***** Data extracts *****

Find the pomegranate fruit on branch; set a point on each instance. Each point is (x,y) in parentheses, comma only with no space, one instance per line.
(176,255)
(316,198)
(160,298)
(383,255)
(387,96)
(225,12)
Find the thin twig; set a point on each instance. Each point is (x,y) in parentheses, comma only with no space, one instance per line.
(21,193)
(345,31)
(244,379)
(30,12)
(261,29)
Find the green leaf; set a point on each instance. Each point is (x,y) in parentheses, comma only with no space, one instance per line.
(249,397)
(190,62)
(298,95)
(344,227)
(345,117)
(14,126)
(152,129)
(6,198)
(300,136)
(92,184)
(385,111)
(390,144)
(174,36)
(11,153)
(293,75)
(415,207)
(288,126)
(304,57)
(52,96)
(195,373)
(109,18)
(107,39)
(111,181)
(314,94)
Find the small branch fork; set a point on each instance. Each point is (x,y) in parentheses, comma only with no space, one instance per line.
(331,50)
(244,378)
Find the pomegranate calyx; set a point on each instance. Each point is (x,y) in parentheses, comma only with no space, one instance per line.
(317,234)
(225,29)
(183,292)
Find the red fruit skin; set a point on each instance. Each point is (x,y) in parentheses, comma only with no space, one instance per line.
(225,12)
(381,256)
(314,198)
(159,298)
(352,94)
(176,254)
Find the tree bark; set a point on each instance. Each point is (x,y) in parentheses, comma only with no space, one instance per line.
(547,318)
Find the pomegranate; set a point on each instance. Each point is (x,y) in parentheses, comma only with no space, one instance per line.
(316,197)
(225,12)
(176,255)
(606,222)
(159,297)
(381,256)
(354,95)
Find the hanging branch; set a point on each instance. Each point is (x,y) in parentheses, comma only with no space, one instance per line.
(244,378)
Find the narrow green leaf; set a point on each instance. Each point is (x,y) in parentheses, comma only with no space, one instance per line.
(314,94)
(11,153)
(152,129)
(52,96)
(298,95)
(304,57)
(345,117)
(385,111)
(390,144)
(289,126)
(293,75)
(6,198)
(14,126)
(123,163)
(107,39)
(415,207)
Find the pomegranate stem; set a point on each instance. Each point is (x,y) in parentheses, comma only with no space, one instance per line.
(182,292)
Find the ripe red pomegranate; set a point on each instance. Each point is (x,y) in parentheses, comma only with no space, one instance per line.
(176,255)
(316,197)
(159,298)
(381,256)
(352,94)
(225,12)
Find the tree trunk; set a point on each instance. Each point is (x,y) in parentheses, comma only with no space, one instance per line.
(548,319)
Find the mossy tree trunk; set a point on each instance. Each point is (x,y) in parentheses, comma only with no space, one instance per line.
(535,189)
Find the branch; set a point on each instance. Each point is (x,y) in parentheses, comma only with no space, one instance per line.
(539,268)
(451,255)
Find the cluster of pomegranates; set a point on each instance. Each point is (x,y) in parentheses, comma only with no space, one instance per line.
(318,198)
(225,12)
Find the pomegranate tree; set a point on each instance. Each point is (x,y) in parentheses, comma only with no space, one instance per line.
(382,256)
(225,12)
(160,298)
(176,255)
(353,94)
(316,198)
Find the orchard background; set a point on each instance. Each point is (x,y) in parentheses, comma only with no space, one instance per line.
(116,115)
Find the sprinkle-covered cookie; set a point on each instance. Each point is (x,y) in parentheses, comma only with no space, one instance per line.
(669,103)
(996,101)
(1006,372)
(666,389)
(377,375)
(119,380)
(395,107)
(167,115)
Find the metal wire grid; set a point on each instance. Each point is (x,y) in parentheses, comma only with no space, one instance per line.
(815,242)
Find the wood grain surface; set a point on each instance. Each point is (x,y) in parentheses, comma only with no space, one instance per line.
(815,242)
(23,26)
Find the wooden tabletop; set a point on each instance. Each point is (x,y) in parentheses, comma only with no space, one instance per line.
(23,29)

*****

Exercise instructions –
Once more, write out the records exactly as they are.

Answer space –
Find the pomegranate fruit on branch; set a point on each instance. Each point is (x,y) in parentheses, comma only with no space, one instance per line.
(176,255)
(316,198)
(160,298)
(383,255)
(387,96)
(225,12)
Find the thin twig; set a point on each instance. Each point is (x,y) in parentheses, comma only with no space, one instance per line.
(21,193)
(345,31)
(244,379)
(30,12)
(261,29)
Find the green leaf; set a point on each instance. Each point is (x,y) in parentheses, comma only with no space, one instance per line.
(249,397)
(190,62)
(298,95)
(344,227)
(345,117)
(14,126)
(152,129)
(6,198)
(300,136)
(92,184)
(385,111)
(390,144)
(174,36)
(11,153)
(293,75)
(415,207)
(288,126)
(304,57)
(52,96)
(195,373)
(109,18)
(107,39)
(111,181)
(314,94)
Find the small branch fork; set a point on each instance. Each point is (x,y) in parentheses, comma only with no space, one instance per line.
(331,50)
(244,378)
Find the pomegranate calyx; set a point on each instance. Each point is (x,y) in parentheses, comma only with no space, one instance per line.
(317,234)
(225,29)
(183,292)
Find the red fruit skin; set a point on each instance. Each point is (x,y) in parentheses, comma only with no space, one instance per line.
(225,12)
(381,256)
(314,198)
(159,298)
(352,94)
(176,254)
Find the tree bark; set a point on each instance. Each point is (x,y) in parentheses, comma only with no space, one instance per line.
(547,318)
Find the pomegranate; set a point on each instance. Each point is (x,y) in parentheses, comma only with no space, one instance per line.
(316,197)
(225,12)
(176,255)
(606,222)
(159,297)
(381,256)
(354,95)
Find the hanging branch; set a point on each instance. Each point is (x,y) in parentheses, comma only with no space, one instance per line.
(244,378)
Find the narrow green leaf; set a point on each instance. Each point is (x,y) in parentheses, comma only with no space, one instance per line.
(314,94)
(11,153)
(152,129)
(52,96)
(298,95)
(304,57)
(345,117)
(385,111)
(390,144)
(289,126)
(293,75)
(6,198)
(14,126)
(123,163)
(107,39)
(415,207)
Find the pomegranate stem; set a point on each instance. Each point is (x,y) in parentheses, comma only with no space, one instance per line.
(182,292)
Find the ripe red pomegranate; set a point on each instance. Each point is (x,y) in parentheses, comma only with no space, one instance per line.
(176,255)
(316,197)
(159,298)
(381,256)
(352,94)
(225,12)
Find the tree trunk; set a point on each instance. Each point is (x,y) in parentheses, comma only with no space, one instance per line.
(548,319)
Find the mossy tree trunk; set a point on each instance. Each point is (x,y) in parentheses, comma only with no space, one instance per line.
(535,189)
Find the branch; set a point on each instance. Each point is (x,y) in parentheses, comma only with no space, one instance per line.
(539,268)
(451,255)
Find the cluster of pomegranates; set a point on each instance. Each point is (x,y) in parentheses, comma only with no space, one instance per line.
(318,198)
(225,12)
Find the pomegranate tree; set a point on each instance. Each point is (x,y) in parentheses, comma only with no space, one instance per line.
(382,256)
(225,12)
(160,298)
(176,255)
(353,94)
(316,198)
Find the orchard background; set a point on each instance. Each point is (x,y) in parentheses, comma only with no space, one instance per line.
(116,115)
Find the sprinkle-covered cookie; set a point on each instance. Each point is (x,y) in parentheses, comma only with no space, one instance per line.
(669,103)
(996,101)
(1006,372)
(666,389)
(377,375)
(119,380)
(395,107)
(167,115)
Find the metal wire grid; set a point on each instance. Each point is (x,y) in parentheses, comma only with no space, one instance per line.
(815,242)
Find the wood grain surface; set a point on each instance. Each point is (x,y) in parentheses, comma only with no space, one instance per line.
(815,242)
(23,26)
Find the wooden tabletop; set a point on each instance. Each point is (x,y) in parentheses, comma only with no space, one instance per line.
(23,29)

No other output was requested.